• [THE TASKS]
(a) In the text on housing demand, what share of sales do first-time homebuyers make up today?
(b) Rewrite the housing demand text from "This is an erroneous" to "won’t be better.", swapping "underwater" for "upside down".
(c) Write the next part of the text on housing demand, picking up after its last sentence.

• [READING PASSAGE]
>>

Typical sources of housing demand largely absent
For a true recovery in housing, the market needs resurgent demand from first-time homebuyers and move-up buyers. These two groups are typically the largest source of housing demand. The first-time homebuyer is the bedrock of the housing market. Without first-time homebuyers, no move-up market exists.
The first-time homebuyer market is driven by job growth and household formation. When the economy is strong and creating good-paying jobs, young people form new households and use their new income to bid for real estate. This displaces existing homeowners who then execute a move-up trade and often buy a nicer home.
That’s how the market is supposed to work, but the collapse of the housing bubble destroyed the fundamentals underpinning a strong housing market. Household formation dropped from 1.5 million households per year to 500,000 per year. The first-time homebuyer market dried up, and as a result, rather than comprising 40% of sales, today they only make up 29%. Further, with 25% of existing homeowners underwater and another 20% effectively underwater and unable to sell and execute a move-up trade, demand from the move-up market is also down by a third or more. Only investors are keeping the market afloat. Without the manipulation of inventory by desperate bankers, the housing market would almost certainly see a dramatic downturn.
… a growing share of repeat purchasers driving the U.S. housing recovery, as appreciating property values and low mortgage rates give many the wherewithal to relocate. The same forces are also benefitting longer-term homeowners who had wanted to move and didn’t want to sell until prices improved.
This is an erroneous way to look at a move-up purchase. Rising property values doesn’t give a buyer the means to relocate unless they were underwater. The properties a move-up buyer wants to buy is also appreciating, probably at the same rate as their existing house. Unless the potential buyer has increasing income and can borrow more money, the quality of housing will not be higher. It may be different, but it won’t be better.

<<

• [GIVEN ENTRIES]
>>

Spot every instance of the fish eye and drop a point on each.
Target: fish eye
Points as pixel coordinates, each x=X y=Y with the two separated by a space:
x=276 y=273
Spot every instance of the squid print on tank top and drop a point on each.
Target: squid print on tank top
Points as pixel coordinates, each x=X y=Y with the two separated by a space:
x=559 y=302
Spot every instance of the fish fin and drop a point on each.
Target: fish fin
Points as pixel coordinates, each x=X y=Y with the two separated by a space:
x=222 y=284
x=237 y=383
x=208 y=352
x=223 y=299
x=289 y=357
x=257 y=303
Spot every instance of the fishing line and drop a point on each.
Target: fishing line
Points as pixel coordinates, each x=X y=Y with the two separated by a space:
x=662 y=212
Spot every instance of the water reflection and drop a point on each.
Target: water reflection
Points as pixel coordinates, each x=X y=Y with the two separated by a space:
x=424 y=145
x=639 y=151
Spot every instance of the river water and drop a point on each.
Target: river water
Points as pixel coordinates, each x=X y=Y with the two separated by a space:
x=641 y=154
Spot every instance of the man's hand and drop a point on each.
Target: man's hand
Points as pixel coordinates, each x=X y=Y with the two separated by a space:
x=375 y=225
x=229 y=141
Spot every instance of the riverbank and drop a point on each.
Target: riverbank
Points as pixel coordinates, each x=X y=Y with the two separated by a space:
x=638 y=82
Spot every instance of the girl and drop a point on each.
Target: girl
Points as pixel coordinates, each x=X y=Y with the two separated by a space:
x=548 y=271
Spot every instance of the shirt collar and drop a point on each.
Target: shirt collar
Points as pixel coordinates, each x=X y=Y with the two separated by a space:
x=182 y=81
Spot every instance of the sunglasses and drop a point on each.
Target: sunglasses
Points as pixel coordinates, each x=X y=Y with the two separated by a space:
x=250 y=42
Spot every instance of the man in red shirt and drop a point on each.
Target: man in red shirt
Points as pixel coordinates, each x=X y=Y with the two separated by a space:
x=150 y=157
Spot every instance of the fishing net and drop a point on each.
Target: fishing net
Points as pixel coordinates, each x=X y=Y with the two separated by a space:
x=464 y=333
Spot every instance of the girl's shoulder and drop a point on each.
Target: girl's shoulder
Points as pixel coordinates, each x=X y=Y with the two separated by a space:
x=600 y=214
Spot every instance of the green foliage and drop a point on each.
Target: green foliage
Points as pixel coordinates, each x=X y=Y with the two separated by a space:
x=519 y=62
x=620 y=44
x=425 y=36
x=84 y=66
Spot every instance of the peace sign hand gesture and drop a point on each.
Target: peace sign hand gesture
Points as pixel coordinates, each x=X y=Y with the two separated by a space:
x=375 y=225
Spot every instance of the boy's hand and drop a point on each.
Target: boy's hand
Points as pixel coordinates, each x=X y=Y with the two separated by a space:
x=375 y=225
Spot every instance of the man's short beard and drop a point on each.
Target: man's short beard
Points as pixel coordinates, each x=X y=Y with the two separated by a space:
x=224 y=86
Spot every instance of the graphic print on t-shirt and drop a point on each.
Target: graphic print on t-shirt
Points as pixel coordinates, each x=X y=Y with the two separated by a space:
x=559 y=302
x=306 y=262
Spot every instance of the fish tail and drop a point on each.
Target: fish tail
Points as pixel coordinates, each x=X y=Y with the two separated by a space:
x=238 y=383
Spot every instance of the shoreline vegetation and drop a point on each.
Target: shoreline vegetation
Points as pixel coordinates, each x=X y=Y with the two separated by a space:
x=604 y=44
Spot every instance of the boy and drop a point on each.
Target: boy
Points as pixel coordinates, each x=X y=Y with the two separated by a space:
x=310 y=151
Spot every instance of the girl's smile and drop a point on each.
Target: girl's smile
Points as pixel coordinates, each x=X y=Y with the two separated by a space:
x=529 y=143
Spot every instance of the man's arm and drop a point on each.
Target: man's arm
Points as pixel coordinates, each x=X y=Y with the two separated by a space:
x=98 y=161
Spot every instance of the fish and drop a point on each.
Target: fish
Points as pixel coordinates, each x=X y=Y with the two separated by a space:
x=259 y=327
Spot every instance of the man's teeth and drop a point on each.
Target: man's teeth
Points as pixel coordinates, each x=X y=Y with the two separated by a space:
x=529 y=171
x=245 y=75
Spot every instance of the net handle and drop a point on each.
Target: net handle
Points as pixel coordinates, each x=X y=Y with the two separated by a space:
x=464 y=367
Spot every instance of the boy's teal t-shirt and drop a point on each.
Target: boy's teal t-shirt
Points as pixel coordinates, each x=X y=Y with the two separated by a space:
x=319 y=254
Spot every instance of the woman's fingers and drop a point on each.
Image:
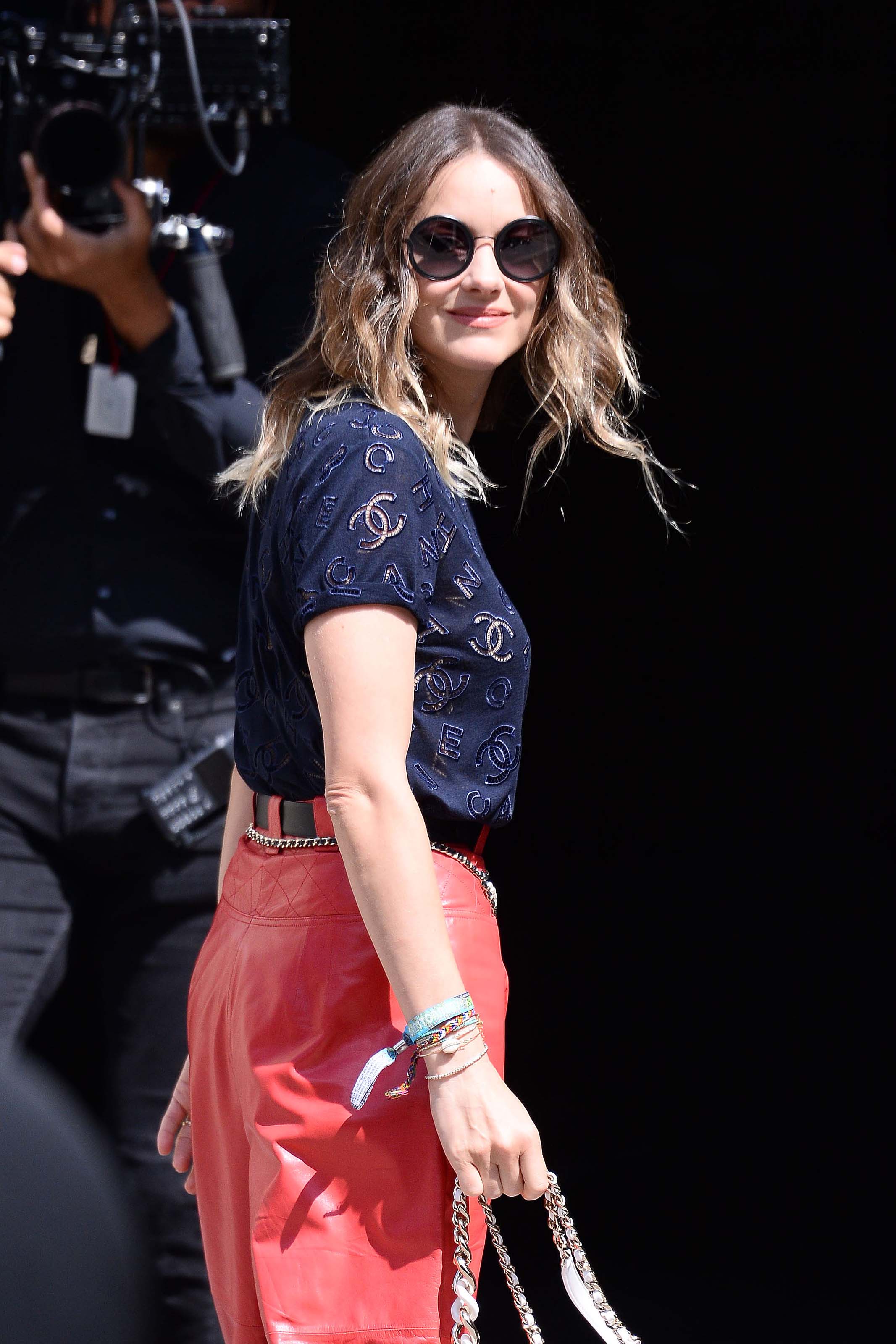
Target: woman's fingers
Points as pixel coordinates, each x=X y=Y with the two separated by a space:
x=176 y=1113
x=534 y=1173
x=170 y=1127
x=469 y=1179
x=508 y=1174
x=183 y=1156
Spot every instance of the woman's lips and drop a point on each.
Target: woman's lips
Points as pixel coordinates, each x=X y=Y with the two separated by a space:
x=479 y=316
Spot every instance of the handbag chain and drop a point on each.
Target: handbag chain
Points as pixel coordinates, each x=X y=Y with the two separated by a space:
x=573 y=1258
x=331 y=843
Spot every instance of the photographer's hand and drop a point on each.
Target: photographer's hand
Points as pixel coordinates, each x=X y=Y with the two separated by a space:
x=14 y=262
x=113 y=267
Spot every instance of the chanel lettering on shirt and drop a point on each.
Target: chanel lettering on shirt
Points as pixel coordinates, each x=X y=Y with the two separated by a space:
x=359 y=514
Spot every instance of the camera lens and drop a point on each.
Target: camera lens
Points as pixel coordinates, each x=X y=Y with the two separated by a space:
x=77 y=147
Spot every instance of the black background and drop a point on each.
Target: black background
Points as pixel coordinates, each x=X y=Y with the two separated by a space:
x=692 y=886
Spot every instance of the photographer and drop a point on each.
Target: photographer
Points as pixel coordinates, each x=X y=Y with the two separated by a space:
x=119 y=580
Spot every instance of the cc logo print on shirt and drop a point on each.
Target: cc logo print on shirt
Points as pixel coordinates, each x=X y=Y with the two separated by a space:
x=377 y=521
x=502 y=756
x=494 y=636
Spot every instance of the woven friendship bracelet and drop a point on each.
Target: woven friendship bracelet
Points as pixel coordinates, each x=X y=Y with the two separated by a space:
x=450 y=1073
x=433 y=1038
x=457 y=1008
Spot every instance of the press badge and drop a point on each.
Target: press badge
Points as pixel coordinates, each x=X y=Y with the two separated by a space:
x=112 y=398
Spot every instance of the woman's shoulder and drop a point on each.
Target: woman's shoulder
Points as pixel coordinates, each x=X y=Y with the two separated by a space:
x=370 y=435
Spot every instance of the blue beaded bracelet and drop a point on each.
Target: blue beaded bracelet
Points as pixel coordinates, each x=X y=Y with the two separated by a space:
x=420 y=1026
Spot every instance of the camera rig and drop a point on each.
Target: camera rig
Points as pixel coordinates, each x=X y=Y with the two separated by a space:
x=81 y=101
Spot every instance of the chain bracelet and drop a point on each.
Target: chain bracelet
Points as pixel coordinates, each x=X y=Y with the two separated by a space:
x=569 y=1245
x=465 y=1307
x=331 y=843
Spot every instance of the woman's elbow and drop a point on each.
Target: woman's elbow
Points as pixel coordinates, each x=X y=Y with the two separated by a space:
x=363 y=793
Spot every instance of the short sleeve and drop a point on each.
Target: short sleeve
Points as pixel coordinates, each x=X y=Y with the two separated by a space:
x=354 y=538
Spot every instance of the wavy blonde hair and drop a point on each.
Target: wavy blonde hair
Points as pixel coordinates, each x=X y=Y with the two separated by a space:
x=577 y=362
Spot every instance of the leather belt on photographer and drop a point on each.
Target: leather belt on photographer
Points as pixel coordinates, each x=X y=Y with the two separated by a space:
x=297 y=822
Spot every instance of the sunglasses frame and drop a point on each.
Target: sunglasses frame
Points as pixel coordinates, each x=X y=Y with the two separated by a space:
x=496 y=247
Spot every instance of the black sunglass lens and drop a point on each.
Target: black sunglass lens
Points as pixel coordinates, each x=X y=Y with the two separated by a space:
x=528 y=250
x=440 y=249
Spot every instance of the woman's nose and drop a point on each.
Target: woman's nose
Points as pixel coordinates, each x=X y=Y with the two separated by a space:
x=483 y=272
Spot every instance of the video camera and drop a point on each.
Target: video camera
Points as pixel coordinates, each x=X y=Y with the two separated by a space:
x=74 y=99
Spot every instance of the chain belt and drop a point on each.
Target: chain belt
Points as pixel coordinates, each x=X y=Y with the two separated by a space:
x=331 y=843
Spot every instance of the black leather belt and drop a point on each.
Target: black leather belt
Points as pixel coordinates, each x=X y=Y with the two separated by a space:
x=297 y=820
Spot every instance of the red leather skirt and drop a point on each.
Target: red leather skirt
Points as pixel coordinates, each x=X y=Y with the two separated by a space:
x=320 y=1222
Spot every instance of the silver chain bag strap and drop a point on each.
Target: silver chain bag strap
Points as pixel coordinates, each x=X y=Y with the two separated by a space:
x=578 y=1276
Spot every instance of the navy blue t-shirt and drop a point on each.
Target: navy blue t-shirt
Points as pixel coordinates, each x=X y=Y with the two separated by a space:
x=359 y=514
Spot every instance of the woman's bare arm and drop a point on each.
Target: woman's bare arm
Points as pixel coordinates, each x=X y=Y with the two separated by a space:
x=239 y=815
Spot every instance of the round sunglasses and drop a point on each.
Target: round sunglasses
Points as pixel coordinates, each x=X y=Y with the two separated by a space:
x=441 y=248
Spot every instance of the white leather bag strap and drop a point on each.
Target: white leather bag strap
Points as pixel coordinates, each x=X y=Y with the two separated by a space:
x=578 y=1276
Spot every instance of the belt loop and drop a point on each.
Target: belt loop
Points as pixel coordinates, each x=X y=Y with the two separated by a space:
x=323 y=820
x=274 y=818
x=483 y=838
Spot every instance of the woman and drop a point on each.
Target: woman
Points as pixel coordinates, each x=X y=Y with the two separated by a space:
x=381 y=687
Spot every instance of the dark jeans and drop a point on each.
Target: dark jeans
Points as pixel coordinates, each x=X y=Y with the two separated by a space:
x=101 y=920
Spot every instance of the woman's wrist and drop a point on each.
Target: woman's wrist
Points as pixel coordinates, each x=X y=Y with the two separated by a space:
x=442 y=1061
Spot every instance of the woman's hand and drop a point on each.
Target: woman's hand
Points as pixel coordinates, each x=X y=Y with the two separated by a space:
x=175 y=1131
x=487 y=1132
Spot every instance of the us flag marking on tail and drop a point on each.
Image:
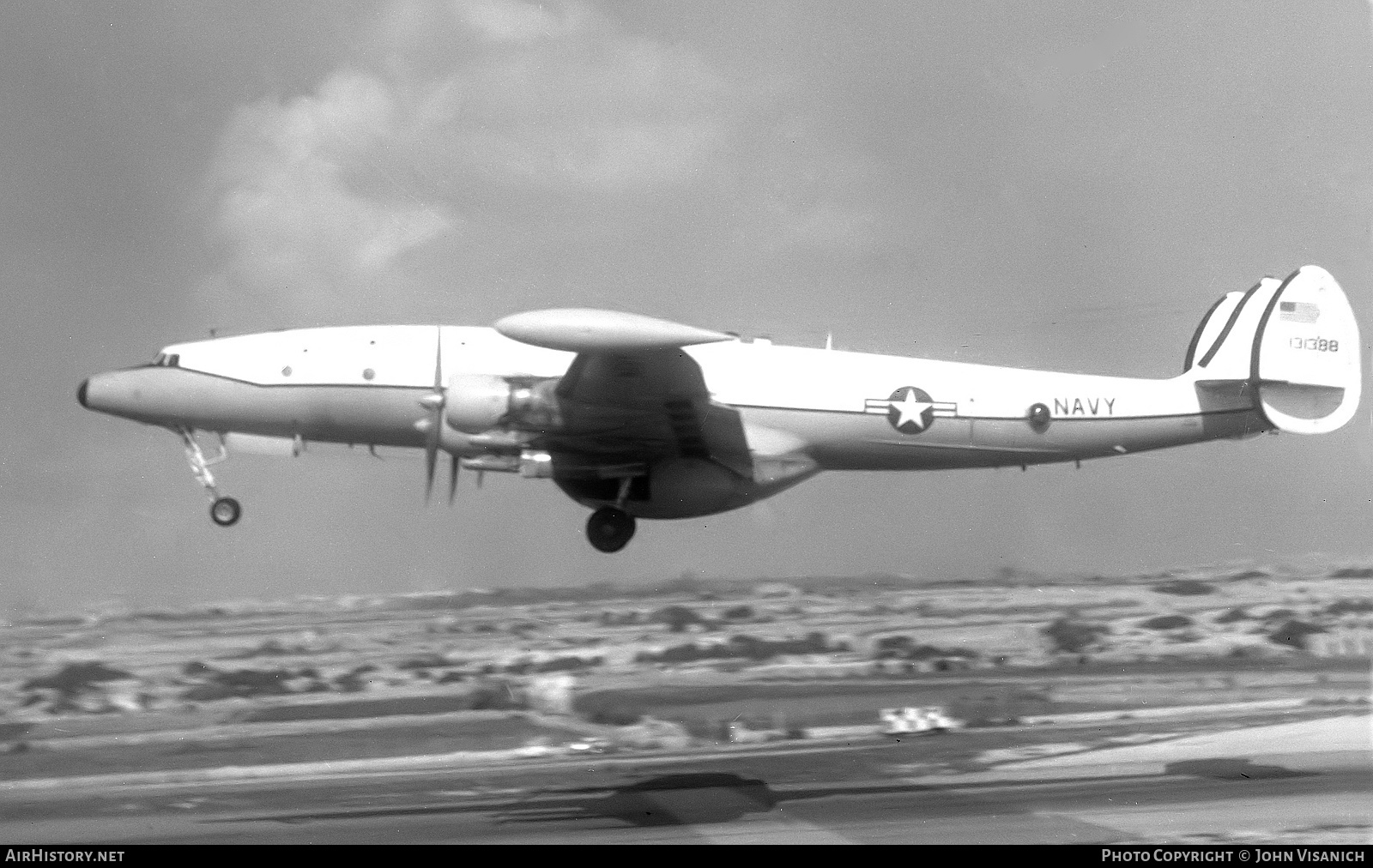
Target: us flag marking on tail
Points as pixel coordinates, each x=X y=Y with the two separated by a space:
x=1297 y=312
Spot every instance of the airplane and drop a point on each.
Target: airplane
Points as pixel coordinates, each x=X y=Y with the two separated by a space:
x=640 y=418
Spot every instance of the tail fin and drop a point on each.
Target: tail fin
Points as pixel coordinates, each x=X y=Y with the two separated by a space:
x=1297 y=341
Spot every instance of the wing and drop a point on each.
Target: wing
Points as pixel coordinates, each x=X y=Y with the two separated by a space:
x=631 y=395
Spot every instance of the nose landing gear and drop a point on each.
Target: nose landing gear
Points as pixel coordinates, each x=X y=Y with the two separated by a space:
x=610 y=529
x=224 y=511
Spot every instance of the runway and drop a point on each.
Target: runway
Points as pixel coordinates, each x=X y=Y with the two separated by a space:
x=1288 y=783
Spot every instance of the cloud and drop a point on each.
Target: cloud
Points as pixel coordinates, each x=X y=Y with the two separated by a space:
x=500 y=113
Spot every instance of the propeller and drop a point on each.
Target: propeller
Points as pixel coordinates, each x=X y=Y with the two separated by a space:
x=434 y=402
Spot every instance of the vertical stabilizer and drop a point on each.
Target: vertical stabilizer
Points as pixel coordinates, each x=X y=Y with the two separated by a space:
x=1295 y=344
x=1308 y=358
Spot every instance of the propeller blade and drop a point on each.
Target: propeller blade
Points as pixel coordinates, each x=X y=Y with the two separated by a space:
x=434 y=401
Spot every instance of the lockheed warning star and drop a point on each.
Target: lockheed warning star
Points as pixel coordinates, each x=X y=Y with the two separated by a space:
x=642 y=418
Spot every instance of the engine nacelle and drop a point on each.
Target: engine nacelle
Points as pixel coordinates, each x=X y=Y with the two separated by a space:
x=478 y=402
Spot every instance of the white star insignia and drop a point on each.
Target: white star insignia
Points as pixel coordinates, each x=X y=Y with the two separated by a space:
x=912 y=411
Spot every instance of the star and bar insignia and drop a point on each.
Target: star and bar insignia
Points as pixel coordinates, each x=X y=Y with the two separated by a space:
x=910 y=409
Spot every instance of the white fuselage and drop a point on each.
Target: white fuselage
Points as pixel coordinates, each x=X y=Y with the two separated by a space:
x=842 y=409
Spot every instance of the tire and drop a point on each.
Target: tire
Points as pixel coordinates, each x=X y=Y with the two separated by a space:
x=610 y=529
x=226 y=511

<<

• [RESULTS OF THE EXERCISE]
(a) Today they make up 29% of sales.

(b)
This is an erroneous way to look at a move-up purchase. Rising property values doesn’t give a buyer the means to relocate unless they were upside down. The properties a move-up buyer wants to buy is also appreciating, probably at the same rate as their existing house. Unless the potential buyer has increasing income and can borrow more money, the quality of housing will not be higher. It may be different, but it won’t be better.

(c)
Homeowners returning to the market accounted for 54 percent of sales of existing properties in June, up from 49 percent a year earlier, according to data from the National Association of Realtors. First-time buyers were 29 percent, a decline of 3 percentage points in the past year and compared with a typical share of 40 percent amid strict lending conditions and a lack of lower-priced properties.
First-time homebuyers are not absent from the market due to stricter lending conditions and a lack of properties. That is realtor spin and nonsense. First-time homebuyers are absent due to lack of jobs and excessive debt burdens. These are deep structural problems that are not solved quickly. First, these potential buyers must find a job, then they must save money for a down payment, and finally, they must retire enough student loan, credit card, and car debt to qualify to buy a house. That doesn’t happen overnight.
Repeat buyers will remain a crucial element of the real-estate rebound until a better-heeled economy also opens the way for more first-timers to rejoin the market.
“What we’re seeing are these buyers who’ve waited around and who have finally realized – this is a good time to move,” said David Crowe, chief economist for the National Association of Home Builders in Washington. “They will feed the demand until our economy gets a little more solid.”
“If they have built up equity in their homes, in the last year of so, home values have risen much more than the value of lots of other investments,” said Jed Kolko, chief economist at real estate website Trulia Inc. in San Francisco. “That helps them put down a larger down-payment or not need a mortgage in the first place.”
The prudent homeowners who didn’t Ponzi borrow during the housing bubble are being rewarded for their prudence right now. They are the only ones capable of a move-up trade.
“The economy looks to be on a sounder footing, home prices are rising, and expectations are that they’ll continue to increase,” said Michelle Meyer, a senior economist at Bank of America Corp. in New York. “Not only would they be able to sell their current property, but also in terms of purchasing their larger home, they’ll feel that their homes will appreciate with time.”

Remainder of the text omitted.